» **WORK REQUEST**
Search the records for the string "plant". Copy each line where it occurs.

» **THE RECORDS**

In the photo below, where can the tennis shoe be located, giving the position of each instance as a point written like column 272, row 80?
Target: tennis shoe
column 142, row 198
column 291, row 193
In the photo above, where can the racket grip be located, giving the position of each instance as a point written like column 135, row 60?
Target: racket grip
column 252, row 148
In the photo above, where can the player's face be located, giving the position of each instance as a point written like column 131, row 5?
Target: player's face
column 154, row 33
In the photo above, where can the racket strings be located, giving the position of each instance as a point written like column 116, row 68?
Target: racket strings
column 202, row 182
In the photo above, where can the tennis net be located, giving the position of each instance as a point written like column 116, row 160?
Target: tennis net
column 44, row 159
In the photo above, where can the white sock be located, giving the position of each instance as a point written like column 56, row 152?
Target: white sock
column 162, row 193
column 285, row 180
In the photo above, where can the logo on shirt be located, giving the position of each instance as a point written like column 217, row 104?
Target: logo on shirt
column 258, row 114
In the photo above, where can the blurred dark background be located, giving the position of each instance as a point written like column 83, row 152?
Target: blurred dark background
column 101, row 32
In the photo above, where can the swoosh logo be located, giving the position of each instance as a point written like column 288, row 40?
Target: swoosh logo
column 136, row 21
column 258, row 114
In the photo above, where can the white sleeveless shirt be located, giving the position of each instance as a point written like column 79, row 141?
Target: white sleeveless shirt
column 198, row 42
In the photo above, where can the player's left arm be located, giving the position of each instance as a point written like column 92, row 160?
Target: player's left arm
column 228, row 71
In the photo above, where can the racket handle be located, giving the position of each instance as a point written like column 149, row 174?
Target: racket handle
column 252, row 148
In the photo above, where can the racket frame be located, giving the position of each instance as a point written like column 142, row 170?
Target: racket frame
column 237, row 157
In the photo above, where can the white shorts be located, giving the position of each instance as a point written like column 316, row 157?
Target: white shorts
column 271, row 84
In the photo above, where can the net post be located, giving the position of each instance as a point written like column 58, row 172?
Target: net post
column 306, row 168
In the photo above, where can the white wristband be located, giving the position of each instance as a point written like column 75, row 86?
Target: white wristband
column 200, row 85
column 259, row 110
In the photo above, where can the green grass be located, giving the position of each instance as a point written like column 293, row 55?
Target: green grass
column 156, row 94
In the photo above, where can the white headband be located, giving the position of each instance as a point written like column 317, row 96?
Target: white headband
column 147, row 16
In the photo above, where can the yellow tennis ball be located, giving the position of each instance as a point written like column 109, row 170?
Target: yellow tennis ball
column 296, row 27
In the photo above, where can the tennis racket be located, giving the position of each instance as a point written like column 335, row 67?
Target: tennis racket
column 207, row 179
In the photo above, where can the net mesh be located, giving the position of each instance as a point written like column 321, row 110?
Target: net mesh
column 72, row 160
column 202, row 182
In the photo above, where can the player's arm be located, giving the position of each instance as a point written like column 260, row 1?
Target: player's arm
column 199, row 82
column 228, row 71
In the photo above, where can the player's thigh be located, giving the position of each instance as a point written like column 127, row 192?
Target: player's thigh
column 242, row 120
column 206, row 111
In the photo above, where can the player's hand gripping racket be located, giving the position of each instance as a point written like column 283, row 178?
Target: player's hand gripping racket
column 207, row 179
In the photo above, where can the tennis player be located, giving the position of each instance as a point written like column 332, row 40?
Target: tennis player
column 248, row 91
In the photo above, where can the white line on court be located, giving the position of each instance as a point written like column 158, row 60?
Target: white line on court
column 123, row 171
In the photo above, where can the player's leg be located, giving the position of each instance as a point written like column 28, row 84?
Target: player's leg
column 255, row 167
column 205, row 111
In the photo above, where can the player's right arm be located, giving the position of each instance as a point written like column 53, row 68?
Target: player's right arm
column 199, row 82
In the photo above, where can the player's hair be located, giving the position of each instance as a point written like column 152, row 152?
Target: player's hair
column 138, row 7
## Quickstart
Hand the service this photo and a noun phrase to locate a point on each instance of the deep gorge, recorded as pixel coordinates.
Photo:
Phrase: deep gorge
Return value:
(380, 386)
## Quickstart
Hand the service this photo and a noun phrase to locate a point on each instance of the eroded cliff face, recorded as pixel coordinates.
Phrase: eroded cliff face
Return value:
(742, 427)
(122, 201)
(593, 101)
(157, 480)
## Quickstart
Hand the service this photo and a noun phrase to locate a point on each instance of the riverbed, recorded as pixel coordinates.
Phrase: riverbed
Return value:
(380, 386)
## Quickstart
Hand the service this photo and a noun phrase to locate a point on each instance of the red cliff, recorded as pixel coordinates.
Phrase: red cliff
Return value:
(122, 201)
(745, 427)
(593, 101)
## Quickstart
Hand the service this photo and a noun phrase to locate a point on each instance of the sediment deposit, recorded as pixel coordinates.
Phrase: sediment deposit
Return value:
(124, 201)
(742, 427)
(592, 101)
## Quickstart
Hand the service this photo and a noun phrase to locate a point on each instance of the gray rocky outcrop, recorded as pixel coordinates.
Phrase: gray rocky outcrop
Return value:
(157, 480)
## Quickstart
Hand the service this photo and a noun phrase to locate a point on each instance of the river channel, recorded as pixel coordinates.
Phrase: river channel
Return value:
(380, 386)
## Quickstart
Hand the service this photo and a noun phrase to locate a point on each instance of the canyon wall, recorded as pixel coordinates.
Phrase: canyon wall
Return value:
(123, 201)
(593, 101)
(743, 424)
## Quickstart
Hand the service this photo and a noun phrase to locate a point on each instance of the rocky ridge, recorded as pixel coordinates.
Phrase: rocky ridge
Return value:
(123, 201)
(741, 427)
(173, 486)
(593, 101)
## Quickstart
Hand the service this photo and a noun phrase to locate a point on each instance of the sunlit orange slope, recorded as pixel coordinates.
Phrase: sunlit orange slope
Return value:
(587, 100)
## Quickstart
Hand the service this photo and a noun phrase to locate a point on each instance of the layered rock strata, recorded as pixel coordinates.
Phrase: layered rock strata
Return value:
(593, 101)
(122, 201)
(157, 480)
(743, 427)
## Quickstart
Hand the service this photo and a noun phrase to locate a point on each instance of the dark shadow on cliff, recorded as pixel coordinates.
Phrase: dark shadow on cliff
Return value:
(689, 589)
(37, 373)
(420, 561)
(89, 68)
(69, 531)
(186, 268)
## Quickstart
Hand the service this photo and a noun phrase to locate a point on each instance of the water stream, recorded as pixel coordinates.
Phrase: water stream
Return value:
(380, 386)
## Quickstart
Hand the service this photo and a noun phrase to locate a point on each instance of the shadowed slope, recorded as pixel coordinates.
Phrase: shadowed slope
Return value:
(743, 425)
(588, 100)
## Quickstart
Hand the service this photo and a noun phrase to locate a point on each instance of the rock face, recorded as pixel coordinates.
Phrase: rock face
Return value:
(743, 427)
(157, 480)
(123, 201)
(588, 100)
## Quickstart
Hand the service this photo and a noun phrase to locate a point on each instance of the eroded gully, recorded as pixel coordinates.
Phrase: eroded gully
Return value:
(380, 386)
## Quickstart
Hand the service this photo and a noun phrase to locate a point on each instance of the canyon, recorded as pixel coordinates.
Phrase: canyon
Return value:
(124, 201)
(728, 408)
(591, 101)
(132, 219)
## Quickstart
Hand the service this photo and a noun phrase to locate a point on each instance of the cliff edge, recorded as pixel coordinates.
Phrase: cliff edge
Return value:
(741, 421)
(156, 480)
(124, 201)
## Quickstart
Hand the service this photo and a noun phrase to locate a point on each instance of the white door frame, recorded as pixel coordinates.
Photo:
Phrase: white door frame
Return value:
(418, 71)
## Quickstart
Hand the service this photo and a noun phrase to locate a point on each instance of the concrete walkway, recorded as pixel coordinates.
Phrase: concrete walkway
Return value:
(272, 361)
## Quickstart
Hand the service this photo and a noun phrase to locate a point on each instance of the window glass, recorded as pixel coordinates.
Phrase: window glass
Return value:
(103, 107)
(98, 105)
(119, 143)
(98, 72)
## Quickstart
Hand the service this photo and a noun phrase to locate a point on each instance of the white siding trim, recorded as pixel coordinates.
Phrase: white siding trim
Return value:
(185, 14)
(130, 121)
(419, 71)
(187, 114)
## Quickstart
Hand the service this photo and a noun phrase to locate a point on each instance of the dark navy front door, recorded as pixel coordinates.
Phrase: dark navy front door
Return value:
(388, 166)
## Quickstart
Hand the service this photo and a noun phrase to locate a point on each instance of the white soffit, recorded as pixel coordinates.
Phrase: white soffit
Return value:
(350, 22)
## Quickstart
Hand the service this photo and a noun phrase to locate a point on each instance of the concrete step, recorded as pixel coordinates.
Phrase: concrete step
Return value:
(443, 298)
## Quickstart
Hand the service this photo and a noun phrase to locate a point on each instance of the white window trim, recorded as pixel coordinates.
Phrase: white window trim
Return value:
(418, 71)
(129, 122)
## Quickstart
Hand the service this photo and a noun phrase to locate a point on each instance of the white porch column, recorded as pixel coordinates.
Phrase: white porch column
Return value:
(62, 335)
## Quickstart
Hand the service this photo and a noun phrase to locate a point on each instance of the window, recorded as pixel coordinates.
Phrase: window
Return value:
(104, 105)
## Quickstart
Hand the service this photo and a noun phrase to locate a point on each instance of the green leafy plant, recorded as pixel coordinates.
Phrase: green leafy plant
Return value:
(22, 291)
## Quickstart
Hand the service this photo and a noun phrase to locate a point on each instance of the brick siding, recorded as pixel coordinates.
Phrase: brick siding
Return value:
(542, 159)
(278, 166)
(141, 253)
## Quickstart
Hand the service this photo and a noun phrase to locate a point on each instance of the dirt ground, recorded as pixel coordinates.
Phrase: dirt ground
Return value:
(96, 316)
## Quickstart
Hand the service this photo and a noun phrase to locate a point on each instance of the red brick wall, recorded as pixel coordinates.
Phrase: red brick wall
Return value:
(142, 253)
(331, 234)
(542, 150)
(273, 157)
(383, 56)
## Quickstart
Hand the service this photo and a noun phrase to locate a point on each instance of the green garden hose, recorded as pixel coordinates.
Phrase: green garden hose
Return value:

» **ANSWER FOR THIS EXERCISE**
Hand the service this photo and a noun phrase to locate a point on each instance of the green leafy plant, recorded as pixel coordinates.
Phrase: green leafy plant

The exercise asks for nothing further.